> **Your goal**
Can you pick up the biography of the Mongol singer Urna below and carry it on from where it stops?

> **Excerpt**

Mongol singer (born 1969)

Urna Chahar-Tugchi (born 1969), known mononymously as Urna (stylized in all caps), is a Mongol singer and yangqin player from Inner Mongolia, China. She currently lives in Bavaria, Germany.

==Biography==
Urna was born into a family of herders in the grasslands of the Ordos Plateau in Inner Mongolia, a society where song was a ubiquitous part of everyday life. Her first musical training was learning to play the yangqin – the Chinese dulcimer – from a Shanghai Conservatory of Music professor who was visiting Hohhot, the capital of Inner Mongolia. Then, at the age of 18, she moved to study at the Shanghai Conservatory, a challenging step since she had no knowledge of the Chinese language.

She now performs around the world, and is based in Bavaria, Germany. In 2003, she was awarded the RUTH prize in Germany for Best International Artist.

> **Source material**
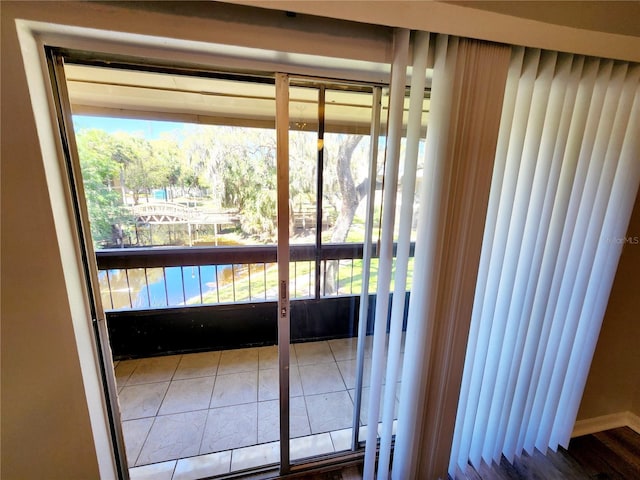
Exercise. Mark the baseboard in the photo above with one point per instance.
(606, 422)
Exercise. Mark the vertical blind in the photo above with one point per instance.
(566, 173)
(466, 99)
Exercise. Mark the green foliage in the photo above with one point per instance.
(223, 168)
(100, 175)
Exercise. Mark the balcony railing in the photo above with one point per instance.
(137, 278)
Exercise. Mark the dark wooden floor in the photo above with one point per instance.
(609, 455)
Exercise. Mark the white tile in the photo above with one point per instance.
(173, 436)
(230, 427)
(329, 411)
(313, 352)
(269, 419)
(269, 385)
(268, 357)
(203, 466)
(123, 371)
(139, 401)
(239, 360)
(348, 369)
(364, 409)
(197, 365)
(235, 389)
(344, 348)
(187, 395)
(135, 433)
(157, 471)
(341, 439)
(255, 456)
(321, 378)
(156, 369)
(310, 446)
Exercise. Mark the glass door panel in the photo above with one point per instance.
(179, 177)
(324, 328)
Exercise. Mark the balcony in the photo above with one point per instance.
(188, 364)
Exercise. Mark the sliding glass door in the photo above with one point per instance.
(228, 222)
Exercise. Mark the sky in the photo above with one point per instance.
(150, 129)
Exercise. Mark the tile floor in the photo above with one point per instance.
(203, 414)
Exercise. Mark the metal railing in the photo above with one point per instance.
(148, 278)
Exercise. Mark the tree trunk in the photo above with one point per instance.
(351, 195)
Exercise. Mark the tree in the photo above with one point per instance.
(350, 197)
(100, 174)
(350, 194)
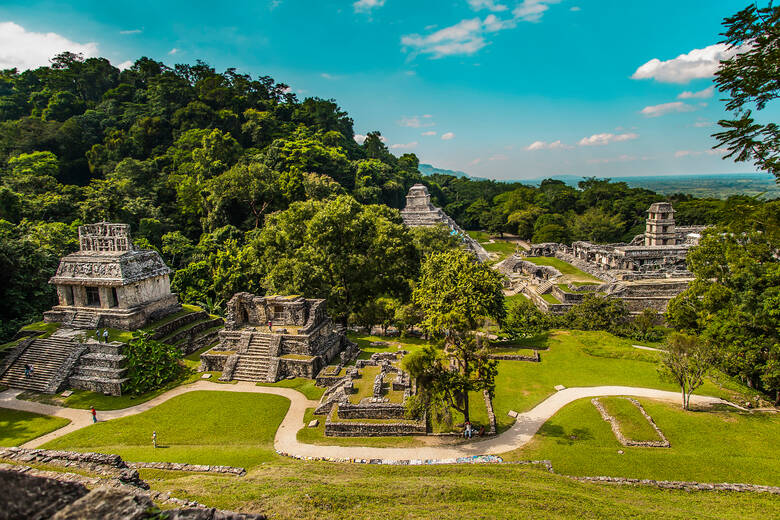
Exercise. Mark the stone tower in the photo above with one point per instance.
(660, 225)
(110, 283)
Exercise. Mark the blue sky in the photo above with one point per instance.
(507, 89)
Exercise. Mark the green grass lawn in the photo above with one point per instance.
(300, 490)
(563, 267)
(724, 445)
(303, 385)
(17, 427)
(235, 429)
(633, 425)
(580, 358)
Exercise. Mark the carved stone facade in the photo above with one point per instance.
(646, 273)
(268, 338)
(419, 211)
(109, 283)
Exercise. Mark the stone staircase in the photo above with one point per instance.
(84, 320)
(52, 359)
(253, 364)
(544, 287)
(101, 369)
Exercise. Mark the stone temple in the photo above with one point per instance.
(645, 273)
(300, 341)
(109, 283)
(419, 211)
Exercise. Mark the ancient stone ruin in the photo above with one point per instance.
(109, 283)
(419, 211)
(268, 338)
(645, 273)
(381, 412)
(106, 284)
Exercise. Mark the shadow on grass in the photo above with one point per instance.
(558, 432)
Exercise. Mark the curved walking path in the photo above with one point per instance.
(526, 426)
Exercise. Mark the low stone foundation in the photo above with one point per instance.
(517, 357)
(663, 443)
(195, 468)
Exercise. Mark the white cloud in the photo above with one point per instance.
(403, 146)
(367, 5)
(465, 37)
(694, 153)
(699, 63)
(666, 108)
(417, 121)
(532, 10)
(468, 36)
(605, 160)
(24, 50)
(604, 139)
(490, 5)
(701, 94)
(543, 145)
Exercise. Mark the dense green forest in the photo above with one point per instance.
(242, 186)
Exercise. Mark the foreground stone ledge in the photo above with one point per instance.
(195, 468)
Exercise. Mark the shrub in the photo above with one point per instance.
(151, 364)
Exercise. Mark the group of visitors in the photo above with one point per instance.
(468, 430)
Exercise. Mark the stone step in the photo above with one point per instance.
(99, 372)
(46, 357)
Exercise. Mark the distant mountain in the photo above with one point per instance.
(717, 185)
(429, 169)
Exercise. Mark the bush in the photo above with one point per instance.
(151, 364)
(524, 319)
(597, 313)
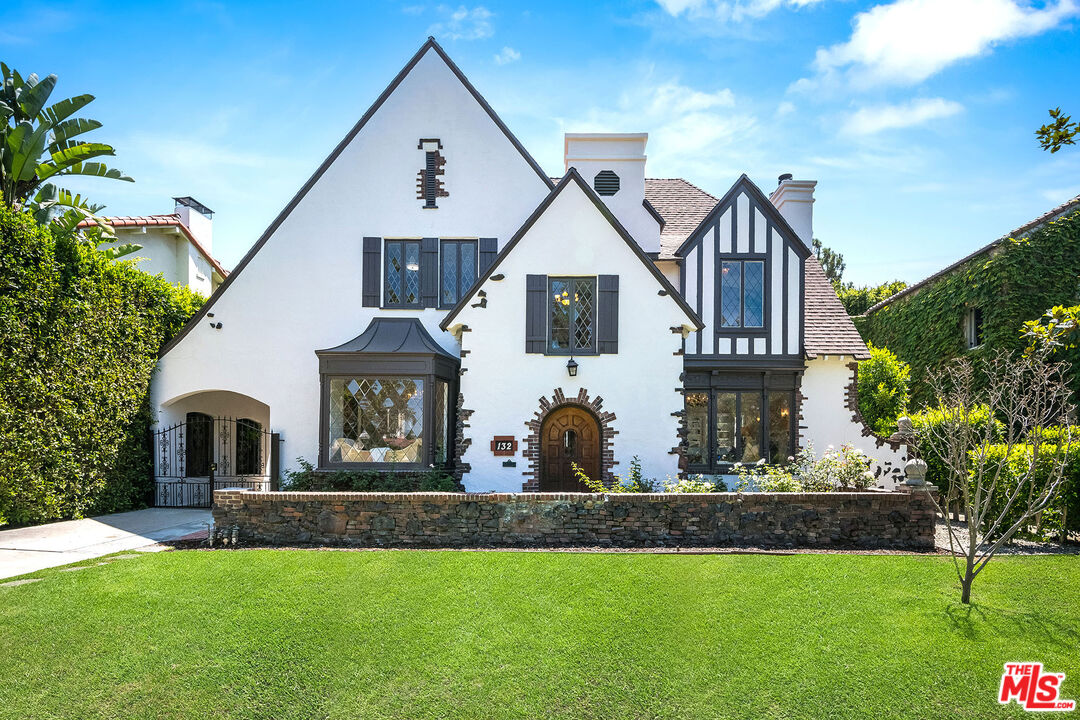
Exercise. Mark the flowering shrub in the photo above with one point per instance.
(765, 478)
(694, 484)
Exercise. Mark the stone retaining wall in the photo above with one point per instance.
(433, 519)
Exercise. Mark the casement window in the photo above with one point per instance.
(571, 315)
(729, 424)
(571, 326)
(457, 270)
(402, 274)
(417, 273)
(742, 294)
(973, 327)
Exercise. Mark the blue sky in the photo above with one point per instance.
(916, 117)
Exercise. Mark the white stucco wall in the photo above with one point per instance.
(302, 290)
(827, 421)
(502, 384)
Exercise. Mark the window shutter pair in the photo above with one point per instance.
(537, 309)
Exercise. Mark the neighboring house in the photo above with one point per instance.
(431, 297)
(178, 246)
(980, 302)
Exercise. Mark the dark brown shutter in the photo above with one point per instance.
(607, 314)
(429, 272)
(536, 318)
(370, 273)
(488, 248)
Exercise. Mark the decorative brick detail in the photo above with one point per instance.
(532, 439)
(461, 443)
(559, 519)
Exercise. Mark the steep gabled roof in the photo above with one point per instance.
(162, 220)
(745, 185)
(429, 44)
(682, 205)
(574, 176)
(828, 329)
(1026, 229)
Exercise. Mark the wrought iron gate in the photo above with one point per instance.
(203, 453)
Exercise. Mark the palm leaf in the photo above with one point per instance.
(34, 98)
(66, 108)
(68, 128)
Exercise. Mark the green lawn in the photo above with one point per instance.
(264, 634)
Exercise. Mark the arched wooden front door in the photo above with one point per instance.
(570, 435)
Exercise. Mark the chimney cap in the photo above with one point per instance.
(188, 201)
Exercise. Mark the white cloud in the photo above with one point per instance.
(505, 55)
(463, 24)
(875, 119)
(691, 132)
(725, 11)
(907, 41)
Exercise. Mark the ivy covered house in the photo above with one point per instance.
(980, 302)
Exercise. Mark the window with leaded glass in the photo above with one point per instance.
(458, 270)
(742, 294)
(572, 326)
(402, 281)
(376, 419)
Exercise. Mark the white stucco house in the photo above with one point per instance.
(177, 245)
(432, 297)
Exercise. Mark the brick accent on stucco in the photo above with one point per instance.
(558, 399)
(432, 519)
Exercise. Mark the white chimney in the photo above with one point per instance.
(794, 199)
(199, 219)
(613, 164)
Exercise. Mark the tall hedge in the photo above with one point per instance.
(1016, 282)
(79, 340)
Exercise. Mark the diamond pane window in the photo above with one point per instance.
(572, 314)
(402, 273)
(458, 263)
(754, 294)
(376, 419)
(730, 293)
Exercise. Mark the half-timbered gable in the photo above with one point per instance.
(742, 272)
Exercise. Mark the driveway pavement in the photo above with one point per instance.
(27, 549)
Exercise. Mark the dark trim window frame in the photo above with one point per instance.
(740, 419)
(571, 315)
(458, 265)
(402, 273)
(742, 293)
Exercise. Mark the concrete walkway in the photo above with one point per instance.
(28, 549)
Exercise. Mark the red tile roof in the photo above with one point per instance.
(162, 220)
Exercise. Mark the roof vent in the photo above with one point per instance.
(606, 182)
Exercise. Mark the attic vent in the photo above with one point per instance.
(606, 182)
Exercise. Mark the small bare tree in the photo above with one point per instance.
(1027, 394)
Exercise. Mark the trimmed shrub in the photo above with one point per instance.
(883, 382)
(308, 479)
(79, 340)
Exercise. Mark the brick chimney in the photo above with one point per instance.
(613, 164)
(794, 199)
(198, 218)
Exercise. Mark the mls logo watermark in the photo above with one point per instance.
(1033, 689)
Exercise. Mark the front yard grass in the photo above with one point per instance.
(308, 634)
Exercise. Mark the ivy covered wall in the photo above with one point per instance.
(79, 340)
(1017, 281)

> **Response box**
==Discography and filmography==
Urna has produced seven albums of music on CD:
- 1995 – Tal Nutag (13 tracks) – with Robert Zollitsch (zither) and Oliver Kälberer (guitar, mandolin) – recorded in a Bavarian church, Mongolian songs and improvisations
- 1997 – Crossing
- 1999 – Hödööd (11 tracks) – with Robert Zollitsch (zither, vocal, percussion), Wu Wei playing the Sheng and Sebastian Hilken playing the cello and the frame drum – Mongolian songs and original compositions
- 2001 – Jamar (10 tracks) – with Robert Zollitsch playing the zither and throat-singing, Morin khuur-virtuoso Burintegus and Ramesh Shotham (Indian percussion) – lyrics in Chinese and Mongolian
- 2002 – Hodood
- 2004 – Amilal (13 tracks) – with Djamchid and Keyvan Chemirani, Zarb percussionists from Iran and Zoltan Lantos (Violin) – a personal record of her travels and her world view
- 2012 – Portrait d'URNA: Tenggeriin Shivuu
- 2018 – Ser (12 tracks) – with Kroke

She is also featured in the film Two Horses of Genghis Khan.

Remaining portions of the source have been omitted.